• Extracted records
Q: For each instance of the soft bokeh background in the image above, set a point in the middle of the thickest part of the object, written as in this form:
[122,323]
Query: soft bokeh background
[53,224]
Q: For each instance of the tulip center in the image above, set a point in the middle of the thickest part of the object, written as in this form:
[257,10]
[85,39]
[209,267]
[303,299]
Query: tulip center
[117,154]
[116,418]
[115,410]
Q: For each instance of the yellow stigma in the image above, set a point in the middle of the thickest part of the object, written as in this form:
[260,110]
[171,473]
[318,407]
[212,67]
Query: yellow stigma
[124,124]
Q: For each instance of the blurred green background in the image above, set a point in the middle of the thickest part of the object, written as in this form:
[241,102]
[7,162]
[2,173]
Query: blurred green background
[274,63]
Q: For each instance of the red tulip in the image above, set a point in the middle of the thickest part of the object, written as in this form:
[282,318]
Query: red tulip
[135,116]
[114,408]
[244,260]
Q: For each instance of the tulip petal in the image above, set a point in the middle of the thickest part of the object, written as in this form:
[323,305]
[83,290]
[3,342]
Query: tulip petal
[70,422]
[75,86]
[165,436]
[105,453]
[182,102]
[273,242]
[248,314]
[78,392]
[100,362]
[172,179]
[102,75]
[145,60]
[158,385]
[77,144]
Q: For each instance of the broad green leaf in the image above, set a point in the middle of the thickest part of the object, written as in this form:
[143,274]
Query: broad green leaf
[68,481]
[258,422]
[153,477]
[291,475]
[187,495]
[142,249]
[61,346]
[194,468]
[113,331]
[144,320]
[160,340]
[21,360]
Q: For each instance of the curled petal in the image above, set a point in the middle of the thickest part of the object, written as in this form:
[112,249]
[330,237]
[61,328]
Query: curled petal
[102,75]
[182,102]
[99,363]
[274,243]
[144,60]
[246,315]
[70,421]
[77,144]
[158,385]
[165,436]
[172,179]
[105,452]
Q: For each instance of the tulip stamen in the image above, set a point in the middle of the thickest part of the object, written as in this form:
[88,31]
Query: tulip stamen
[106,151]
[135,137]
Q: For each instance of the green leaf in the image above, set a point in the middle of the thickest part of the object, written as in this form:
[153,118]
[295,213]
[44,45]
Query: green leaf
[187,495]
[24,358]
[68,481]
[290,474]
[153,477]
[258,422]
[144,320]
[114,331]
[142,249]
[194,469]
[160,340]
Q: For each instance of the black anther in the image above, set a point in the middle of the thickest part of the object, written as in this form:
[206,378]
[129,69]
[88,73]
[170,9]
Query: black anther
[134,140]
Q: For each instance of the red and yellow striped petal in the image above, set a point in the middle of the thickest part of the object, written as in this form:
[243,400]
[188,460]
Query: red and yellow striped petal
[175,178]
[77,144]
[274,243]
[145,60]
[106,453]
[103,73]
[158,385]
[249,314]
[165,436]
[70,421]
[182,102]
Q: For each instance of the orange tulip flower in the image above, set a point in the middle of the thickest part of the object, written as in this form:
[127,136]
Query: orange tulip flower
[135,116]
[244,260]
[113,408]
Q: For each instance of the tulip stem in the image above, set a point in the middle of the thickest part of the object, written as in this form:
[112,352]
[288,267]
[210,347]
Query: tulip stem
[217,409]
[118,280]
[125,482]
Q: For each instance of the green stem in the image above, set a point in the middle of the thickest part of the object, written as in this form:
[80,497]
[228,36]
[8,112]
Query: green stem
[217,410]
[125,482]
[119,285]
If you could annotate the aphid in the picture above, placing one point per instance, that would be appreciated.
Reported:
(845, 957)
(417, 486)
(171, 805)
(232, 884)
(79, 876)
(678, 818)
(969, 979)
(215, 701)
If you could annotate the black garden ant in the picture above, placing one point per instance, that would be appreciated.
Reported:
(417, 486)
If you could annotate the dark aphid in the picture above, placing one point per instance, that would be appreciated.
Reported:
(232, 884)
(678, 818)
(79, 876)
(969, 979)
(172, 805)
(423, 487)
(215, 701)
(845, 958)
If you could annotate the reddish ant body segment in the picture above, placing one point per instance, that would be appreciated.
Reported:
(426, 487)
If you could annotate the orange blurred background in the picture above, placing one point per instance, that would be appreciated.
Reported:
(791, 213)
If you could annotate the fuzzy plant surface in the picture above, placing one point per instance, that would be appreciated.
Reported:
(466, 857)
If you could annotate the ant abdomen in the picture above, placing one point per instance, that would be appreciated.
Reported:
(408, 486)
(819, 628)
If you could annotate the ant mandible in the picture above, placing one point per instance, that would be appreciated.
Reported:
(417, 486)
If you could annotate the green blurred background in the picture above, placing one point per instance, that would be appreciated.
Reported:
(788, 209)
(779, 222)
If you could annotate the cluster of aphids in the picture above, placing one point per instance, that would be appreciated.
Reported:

• Task goal
Retype the records that precede this task, keeping them exactly the same.

• Written response
Q: For each instance of the soft bokeh background in the image above, set a point in the middle of the thickest part of the object, written as in this form:
[122,323]
Query: soft bokeh background
[53,224]
Q: For each instance of the tulip center in the image above, set a point in the middle of the thickest part of the object, written as in this form:
[257,10]
[85,39]
[209,267]
[303,299]
Query: tulip center
[117,154]
[116,418]
[115,410]
Q: For each instance of the yellow stigma in the image above, set a point in the middle of the thickest part of the object, written as in this form:
[260,110]
[171,473]
[318,407]
[212,67]
Query: yellow stigma
[124,124]
Q: For each instance of the blurred green background in the image above, set a point in the middle of the thickest part of the object, written as in this form:
[241,102]
[7,162]
[2,173]
Query: blurred green background
[274,63]
Q: For each instance of the red tulip in the image above, set a point in the middle of the thickest part of the object, written as in this form:
[282,318]
Query: red tulip
[135,116]
[114,408]
[244,260]
Q: For each instance of the tulip petal in the image above, set a point in the middle of the thickest part of the object, written as in this form:
[323,305]
[83,290]
[3,342]
Query: tulip petal
[70,422]
[75,86]
[165,436]
[105,453]
[182,102]
[273,242]
[248,314]
[78,392]
[100,362]
[172,179]
[102,75]
[145,60]
[158,385]
[77,144]
Q: For each instance of the broad green leaf in the image above, set a point in the middle of the thickest part of the object, written as in this form:
[143,274]
Query: broad green leaf
[68,481]
[258,422]
[153,477]
[291,475]
[187,495]
[142,249]
[61,346]
[194,468]
[113,331]
[144,320]
[160,340]
[21,360]
Q: For each instance of the curled petal in the image above, set a point in the middle of the thickest part of the object, written as in this form:
[112,249]
[330,237]
[61,328]
Query: curled petal
[102,75]
[182,102]
[99,363]
[274,243]
[144,60]
[246,315]
[70,421]
[77,144]
[158,385]
[165,436]
[172,179]
[105,452]
Q: For each instance of the tulip stamen in the image above, set a point in the middle of the thickest part of the object, written as in this form:
[88,31]
Query: tulip stamen
[106,151]
[135,137]
Q: For each instance of the green leaf in the image above, set a point in the middle of the thickest part of the object, written as in this form:
[153,118]
[295,213]
[44,45]
Query: green leaf
[187,495]
[24,358]
[68,481]
[290,474]
[153,477]
[258,422]
[144,320]
[114,331]
[142,249]
[194,469]
[160,340]
Q: For each instance of the black anther in the image above, set a point in the middle of the thickest part of the object, written as in this form:
[206,378]
[129,69]
[88,73]
[170,9]
Query: black anther
[134,140]
Q: For each instance of the red and yellow striped petal in the image above, set a point in the middle of the thickest part of the object, written as in this form:
[243,400]
[188,460]
Query: red and yellow striped petal
[175,178]
[77,144]
[274,243]
[145,60]
[106,453]
[103,73]
[158,385]
[249,314]
[165,436]
[70,421]
[182,102]
Q: For each instance of the orange tulip flower in the image above, set a point in the middle of the thickest part of the object, written as in this form:
[127,136]
Query: orange tulip flower
[135,116]
[244,260]
[113,408]
Q: For each instance of the tulip stem in the image above, set a point in the middle of the thickest part of the object, written as in this form:
[112,352]
[288,267]
[210,347]
Query: tulip stem
[217,409]
[118,280]
[125,482]
Q: For each instance of the green stem in the image above, set a point in the middle of the thickest part of the object, written as in this form:
[80,497]
[228,36]
[8,112]
Query: green stem
[217,410]
[125,482]
[119,285]
If you could annotate the aphid in the picture above, placing one point per instance, that would be appreciated.
Reported:
(845, 957)
(417, 486)
(171, 805)
(232, 884)
(79, 876)
(678, 818)
(969, 979)
(215, 701)
If you could annotate the black garden ant in the picture above, placing one point per instance, that would be appreciated.
Reported:
(417, 486)
If you could annotate the dark aphid in the picture above, placing one point per instance, that would be appreciated.
Reported:
(232, 884)
(678, 818)
(79, 876)
(969, 979)
(172, 805)
(423, 487)
(215, 701)
(845, 958)
If you could annotate the reddish ant body segment in the picture above, placing one point per instance, that would be appreciated.
Reported:
(426, 487)
If you could annotate the orange blurred background in the picture above, placing one point per instance, that would be appreciated.
Reported:
(791, 213)
If you could annotate the fuzzy plant surface in the picture above, placing one point per instance, that would be appreciated.
Reported:
(466, 857)
If you could annotate the ant abdomen in the picture above, placing one point per instance, that would be appreciated.
Reported:
(408, 486)
(819, 628)
If you could annotate the ant mandible in the picture above, placing one point per instance, that would be appreciated.
Reported:
(417, 486)
If you could annotate the green blurred background in the picture above, placing one point per instance, that would be appreciated.
Reported:
(788, 209)
(779, 222)
If you could annotate the cluster of aphids in the picture above, placing one point per instance, that would be appreciated.
Reported:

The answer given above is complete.